_What is being asked:_ Rewrite the lines below as a Markdown table with the columns Row and Line, numbering each line in order and leaving out the blank ones.

** BEGIN **

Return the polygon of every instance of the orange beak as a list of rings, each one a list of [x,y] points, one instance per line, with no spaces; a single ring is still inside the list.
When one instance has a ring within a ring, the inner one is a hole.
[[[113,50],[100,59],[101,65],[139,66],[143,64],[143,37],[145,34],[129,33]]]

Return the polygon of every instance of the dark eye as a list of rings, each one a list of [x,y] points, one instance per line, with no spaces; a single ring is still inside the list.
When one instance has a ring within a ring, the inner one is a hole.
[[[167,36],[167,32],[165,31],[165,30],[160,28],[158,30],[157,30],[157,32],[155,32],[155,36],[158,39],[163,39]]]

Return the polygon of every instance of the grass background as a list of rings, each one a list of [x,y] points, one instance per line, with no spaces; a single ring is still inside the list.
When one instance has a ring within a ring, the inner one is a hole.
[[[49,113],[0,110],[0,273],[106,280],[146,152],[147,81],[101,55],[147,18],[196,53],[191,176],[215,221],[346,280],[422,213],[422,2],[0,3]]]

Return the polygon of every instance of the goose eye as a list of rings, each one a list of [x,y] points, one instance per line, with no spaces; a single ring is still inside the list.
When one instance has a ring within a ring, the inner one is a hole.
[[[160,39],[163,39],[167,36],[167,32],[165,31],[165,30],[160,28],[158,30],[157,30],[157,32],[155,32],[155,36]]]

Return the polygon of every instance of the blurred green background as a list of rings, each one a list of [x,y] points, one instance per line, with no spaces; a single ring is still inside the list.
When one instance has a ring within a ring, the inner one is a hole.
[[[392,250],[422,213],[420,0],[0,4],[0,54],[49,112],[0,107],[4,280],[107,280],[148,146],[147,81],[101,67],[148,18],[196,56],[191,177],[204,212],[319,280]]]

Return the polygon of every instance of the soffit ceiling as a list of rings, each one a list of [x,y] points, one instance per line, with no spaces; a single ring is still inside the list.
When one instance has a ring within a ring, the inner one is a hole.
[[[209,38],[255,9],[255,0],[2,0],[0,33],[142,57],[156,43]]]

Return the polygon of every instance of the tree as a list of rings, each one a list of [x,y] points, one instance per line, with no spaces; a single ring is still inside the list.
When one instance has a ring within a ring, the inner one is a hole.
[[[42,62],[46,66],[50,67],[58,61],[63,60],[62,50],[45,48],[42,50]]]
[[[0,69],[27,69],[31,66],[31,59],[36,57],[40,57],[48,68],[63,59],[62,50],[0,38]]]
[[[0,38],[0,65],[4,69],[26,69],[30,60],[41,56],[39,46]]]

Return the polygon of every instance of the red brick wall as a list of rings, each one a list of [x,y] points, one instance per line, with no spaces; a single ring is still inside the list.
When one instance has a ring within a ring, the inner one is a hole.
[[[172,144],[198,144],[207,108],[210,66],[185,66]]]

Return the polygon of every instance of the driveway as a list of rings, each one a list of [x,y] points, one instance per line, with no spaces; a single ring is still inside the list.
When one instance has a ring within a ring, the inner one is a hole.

** END **

_Response to the task:_
| Row | Line |
|---|---|
| 1 | Return the polygon of every instance of the orange beak as a list of rings, each one a list of [x,y] points, one instance per line, with no spaces; a single ring is still inside the list. |
| 2 | When one instance has a ring within a ring, the inner one is a hole. |
| 3 | [[[113,50],[100,59],[101,65],[139,66],[143,64],[143,37],[145,34],[129,33]]] |
| 4 | Return the polygon of every instance of the dark eye as a list of rings, each one a list of [x,y] points, one instance per line, with no spaces; a single ring is still inside the list. |
| 5 | When one instance has a ring within a ring, the inner one is a hole. |
| 6 | [[[167,36],[167,32],[165,31],[165,30],[160,28],[158,30],[157,30],[157,32],[155,32],[155,36],[158,39],[163,39]]] |
| 7 | Return the polygon of every instance of the grass background as a list of rings, each one a list of [x,y] points, one instance per line, with no spaces; a single ring is still inside the list. |
| 8 | When one instance has a ring within a ring, the inner one is a hole. |
| 9 | [[[49,113],[0,110],[0,273],[106,280],[146,152],[147,81],[101,55],[147,18],[196,53],[191,176],[215,221],[346,280],[422,213],[422,2],[0,3]]] |
| 10 | Return the polygon of every instance of the goose eye as a list of rings, each one a list of [x,y] points, one instance per line, with no spaces; a single ring is still inside the list. |
| 11 | When one instance has a ring within a ring, the inner one is a hole. |
| 12 | [[[160,39],[163,39],[167,36],[167,32],[165,31],[165,30],[160,28],[158,30],[157,30],[157,32],[155,32],[155,36]]] |
| 13 | Return the polygon of every instance of the blurred green background as a list of rings, each one a list of [x,y] points, one instance per line, with no spaces; a single ring is still inside the list. |
| 14 | When one instance has a ring within a ring, the inner one is a hole. |
| 15 | [[[392,250],[422,213],[420,0],[0,4],[0,54],[49,112],[0,107],[4,280],[107,280],[148,146],[147,81],[101,67],[148,18],[196,56],[191,177],[204,212],[319,280]]] |
| 16 | Return the polygon of every instance of the soffit ceiling as a list of rings, each one a list of [x,y] points, one instance per line, with no spaces; a single ring is still inside the list. |
| 17 | When one instance has a ring within a ring, the inner one is a hole. |
| 18 | [[[209,38],[255,9],[255,0],[2,0],[0,33],[142,57],[156,43]]] |
| 19 | Return the polygon of every instance of the tree as a list of rings, each one a list of [x,y] points, one instance per line, with no spaces; a single ring is still inside the list. |
| 20 | When one instance has a ring within a ring, the inner one is a hole. |
| 21 | [[[42,62],[46,66],[50,67],[58,61],[63,60],[62,50],[45,48],[42,50]]] |
| 22 | [[[0,69],[27,69],[31,66],[31,59],[36,57],[40,57],[48,68],[63,59],[62,50],[0,38]]] |
| 23 | [[[0,38],[0,65],[4,69],[26,69],[30,60],[41,56],[39,46]]] |
| 24 | Return the polygon of every instance of the red brick wall as a list of rings, each one a list of [x,y] points, one instance per line, with no spaces; a single ring is still inside the list. |
| 25 | When one instance has a ring within a ring, the inner one is a hole. |
| 26 | [[[172,144],[198,144],[207,108],[210,66],[185,66]]] |
| 27 | Return the polygon of every instance of the driveway as a list of rings, each one a list of [x,y] points, one instance per line, with no spaces; a single ring is still inside the list. |
| 28 | When one instance has a ring within a ring, the inner one is a hole. |